EXCERPTED PASSAGE
Scientists at the University of East Anglia are getting closer to solving the problem of antibiotic resistance. New research published today in the journal Nature reveals the mechanism by which drug-resistant bacterial cells maintain a defensive barrier.
The findings pave the way for a new wave of drugs that kill superbugs by bringing down their defensive walls rather than attacking the bacteria itself. It means that in future, bacteria may not develop drug-resistance at all.
The team, supported by the Wellcome Trust, used Diamond Light Source, one of the world’s most advanced scientific machines, to investigate a class of bacteria called ‘Gram-negative bacteria’.
Gram-negative bacteria is particularly resistant to antibiotics because of its cells’ impermeable lipid-based outer membrane. The research team previously found an ‘Achilles heel’ in this defensive barrier. But exactly how this defensive cell wall is built and maintained – the ‘assembly machinery’ – was unknown until now.
Lead researcher Prof Changjiang Dong, from UEA’s Norwich Medical School, said: “All Gram-negative bacteria have a defensive cell wall. Beta-barrel proteins form the gates of the cell wall for importing nutrition and secreting important biological molecules. The beta-barrel assembly machinery (BAM) is responsible for building the gates (beta-barrel proteins) in the cell wall. Stopping the beta-barrel assembly machine from building the gates in the cell wall cause the bacteria to die.”

EXPLORE THE MATERIAL
**A.** Rewrite the part of the antibiotic resistance article that begins at the words "Scientists at the" and ends after "called ‘Gram-negative bacteria’.", replacing "superbugs" with "drug-resistant microbes".
**B.** According to the antibiotic resistance article, why are Gram-negative bacteria particularly resistant to antibiotics?
The listing has nothing to do with the article.

Items from a dataset

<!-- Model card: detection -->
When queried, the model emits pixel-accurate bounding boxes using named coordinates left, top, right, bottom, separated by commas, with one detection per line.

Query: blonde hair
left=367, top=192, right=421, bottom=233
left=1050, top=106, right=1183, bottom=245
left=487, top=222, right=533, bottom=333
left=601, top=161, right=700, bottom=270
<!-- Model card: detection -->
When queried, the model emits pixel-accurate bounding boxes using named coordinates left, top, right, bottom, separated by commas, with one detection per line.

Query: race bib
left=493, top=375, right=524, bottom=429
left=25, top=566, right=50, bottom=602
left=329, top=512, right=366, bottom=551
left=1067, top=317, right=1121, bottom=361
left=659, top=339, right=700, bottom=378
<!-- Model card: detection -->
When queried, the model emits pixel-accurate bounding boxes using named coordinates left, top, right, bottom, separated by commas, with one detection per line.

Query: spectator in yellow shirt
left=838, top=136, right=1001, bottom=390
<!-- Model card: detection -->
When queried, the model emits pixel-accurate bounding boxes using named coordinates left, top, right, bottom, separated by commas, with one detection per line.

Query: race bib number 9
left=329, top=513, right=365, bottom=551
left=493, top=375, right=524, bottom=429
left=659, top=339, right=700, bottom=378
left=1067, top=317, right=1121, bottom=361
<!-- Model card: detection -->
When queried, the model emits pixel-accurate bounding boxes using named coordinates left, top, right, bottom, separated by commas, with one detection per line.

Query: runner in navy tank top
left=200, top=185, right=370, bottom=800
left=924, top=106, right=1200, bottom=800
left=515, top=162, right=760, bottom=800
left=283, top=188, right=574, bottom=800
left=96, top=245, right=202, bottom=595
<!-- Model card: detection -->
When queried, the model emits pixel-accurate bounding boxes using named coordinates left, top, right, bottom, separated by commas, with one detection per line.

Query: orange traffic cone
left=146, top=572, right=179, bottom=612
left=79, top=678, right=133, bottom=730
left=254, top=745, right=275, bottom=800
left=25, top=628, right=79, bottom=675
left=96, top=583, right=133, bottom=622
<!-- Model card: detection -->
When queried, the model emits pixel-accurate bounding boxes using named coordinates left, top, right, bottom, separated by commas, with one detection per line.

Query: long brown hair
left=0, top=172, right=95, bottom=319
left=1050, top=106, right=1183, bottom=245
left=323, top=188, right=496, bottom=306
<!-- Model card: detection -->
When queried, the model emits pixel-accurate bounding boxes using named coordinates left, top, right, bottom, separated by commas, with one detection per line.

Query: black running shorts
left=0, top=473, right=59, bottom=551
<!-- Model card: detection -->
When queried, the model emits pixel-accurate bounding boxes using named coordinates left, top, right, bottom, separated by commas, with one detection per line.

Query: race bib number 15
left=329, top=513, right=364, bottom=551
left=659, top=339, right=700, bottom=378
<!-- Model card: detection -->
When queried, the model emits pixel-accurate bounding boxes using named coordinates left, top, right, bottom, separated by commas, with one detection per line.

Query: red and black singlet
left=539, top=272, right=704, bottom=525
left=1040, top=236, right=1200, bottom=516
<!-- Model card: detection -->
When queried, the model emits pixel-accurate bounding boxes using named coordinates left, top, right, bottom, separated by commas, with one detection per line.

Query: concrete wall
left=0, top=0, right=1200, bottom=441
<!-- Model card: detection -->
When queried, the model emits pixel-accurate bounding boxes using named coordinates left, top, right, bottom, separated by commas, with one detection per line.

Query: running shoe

SOLUTIONS TO THE TASKS
**A.**
Scientists at the University of East Anglia are getting closer to solving the problem of antibiotic resistance. New research published today in the journal Nature reveals the mechanism by which drug-resistant bacterial cells maintain a defensive barrier.
The findings pave the way for a new wave of drugs that kill drug-resistant microbes by bringing down their defensive walls rather than attacking the bacteria itself. It means that in future, bacteria may not develop drug-resistance at all.
The team, supported by the Wellcome Trust, used Diamond Light Source, one of the world’s most advanced scientific machines, to investigate a class of bacteria called ‘Gram-negative bacteria’.

**B.** Their cells have an impermeable, lipid-based outer membrane that serves as a defensive barrier.